AIM
Please state the two components that the C++ declarations thread says every declaration has.

TEXT SECTION
begin

Declarations in C++

Question

From what I have understood, declarations/initializations in C++ are statements with \'base type\' followed by a comma separated list of declarators.

Consider the follow

Answer 1

Good question, with a complicated answer. To really grasp this, you need to understand the internal structure of C++ declarations quite thoroughly.

(Note that in this answer, I will totally omit the existence of attributes to prevent overcomplication).

A declaration has two components: a sequence of specifiers, followed by a comma-separated list of init-declarators.

Specifiers are things like:

• storage class specifiers (e.g. static, extern)
• function specifiers (e.g. virtual, inline)
• friend, typedef, constexpr
• type specifiers, which include:
  • simple type specifiers (e.g. int, short)
  • cv-qualifiers (const, volatile)
  • other things (e.g. decltype)

The second part of a declaration are the comma-separated init-declarators. Each init-declarator consists of a sequence of declarators, optionally followed by an initialiser.

What declarators are:

• identifier (e.g. the i in int i;)
• pointer-like operators (*, &, &&, pointer-to-member syntax)
• function parameter syntax (e.g. (int, char))
• array syntax (e.g. [2][3])
• cv-qualifiers, if these follow a pointer declarator.

Notice that the declaration's structure is strict: first specifiers, then init-declarators (each being declarators optionally followed by an initialiser).

end

Data items
begin

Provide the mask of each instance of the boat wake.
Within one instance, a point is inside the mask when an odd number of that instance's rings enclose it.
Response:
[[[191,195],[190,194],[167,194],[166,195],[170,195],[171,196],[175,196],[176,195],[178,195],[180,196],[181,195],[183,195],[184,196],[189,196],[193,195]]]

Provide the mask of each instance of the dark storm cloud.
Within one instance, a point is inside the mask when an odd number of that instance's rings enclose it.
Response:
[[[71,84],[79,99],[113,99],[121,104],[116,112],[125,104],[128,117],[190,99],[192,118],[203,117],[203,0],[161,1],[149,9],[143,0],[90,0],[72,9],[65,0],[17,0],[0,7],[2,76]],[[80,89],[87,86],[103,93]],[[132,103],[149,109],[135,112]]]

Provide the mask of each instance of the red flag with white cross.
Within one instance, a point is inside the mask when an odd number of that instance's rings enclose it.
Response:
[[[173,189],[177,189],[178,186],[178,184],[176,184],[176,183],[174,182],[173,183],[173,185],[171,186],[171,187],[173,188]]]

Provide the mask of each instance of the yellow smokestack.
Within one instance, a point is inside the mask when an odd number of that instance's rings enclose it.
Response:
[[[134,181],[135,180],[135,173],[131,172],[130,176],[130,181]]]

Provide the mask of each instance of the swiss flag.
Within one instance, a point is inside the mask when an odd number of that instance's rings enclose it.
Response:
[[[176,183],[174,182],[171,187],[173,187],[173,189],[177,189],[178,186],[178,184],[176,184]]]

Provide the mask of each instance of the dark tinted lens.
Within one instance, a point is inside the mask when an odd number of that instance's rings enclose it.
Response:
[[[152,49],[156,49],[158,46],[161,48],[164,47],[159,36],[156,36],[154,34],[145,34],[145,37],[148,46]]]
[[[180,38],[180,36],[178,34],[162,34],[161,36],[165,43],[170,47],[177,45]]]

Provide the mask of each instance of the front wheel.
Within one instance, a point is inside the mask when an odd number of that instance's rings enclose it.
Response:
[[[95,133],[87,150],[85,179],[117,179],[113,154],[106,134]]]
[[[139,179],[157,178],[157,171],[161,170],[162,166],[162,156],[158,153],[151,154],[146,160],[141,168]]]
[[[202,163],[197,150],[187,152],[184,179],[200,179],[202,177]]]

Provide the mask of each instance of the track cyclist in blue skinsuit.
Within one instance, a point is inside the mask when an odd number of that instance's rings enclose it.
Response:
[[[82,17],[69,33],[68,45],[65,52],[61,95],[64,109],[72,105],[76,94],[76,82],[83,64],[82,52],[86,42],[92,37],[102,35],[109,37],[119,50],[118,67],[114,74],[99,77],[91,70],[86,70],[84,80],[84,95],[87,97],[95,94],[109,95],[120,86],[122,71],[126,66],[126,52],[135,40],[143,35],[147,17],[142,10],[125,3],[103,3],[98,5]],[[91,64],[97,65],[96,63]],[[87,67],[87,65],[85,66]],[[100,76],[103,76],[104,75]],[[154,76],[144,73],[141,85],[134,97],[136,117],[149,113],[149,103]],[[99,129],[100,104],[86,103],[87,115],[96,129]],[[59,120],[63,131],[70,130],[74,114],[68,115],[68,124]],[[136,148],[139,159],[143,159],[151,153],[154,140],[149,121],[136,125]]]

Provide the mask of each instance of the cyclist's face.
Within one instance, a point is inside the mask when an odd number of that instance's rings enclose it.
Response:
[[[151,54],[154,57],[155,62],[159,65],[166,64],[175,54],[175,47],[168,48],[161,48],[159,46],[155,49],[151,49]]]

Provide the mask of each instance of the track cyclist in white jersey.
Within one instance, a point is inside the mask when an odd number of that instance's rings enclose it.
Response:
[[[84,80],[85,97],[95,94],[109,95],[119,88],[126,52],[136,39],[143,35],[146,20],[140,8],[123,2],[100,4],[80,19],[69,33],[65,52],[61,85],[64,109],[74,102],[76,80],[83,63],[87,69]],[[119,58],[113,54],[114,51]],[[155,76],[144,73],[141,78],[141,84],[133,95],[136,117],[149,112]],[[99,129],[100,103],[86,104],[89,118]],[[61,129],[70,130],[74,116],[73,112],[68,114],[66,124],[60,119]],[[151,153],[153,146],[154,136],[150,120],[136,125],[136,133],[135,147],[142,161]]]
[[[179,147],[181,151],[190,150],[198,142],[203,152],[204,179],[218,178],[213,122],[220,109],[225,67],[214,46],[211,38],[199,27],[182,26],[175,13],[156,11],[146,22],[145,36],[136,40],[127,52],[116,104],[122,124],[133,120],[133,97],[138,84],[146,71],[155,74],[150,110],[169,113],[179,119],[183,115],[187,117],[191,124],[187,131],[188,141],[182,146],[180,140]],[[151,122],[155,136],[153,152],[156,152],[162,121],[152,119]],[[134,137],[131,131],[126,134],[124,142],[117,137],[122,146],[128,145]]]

end

RESPONSE FOR THIS EXERCISE
A sequence of specifiers, followed by a comma-separated list of init-declarators.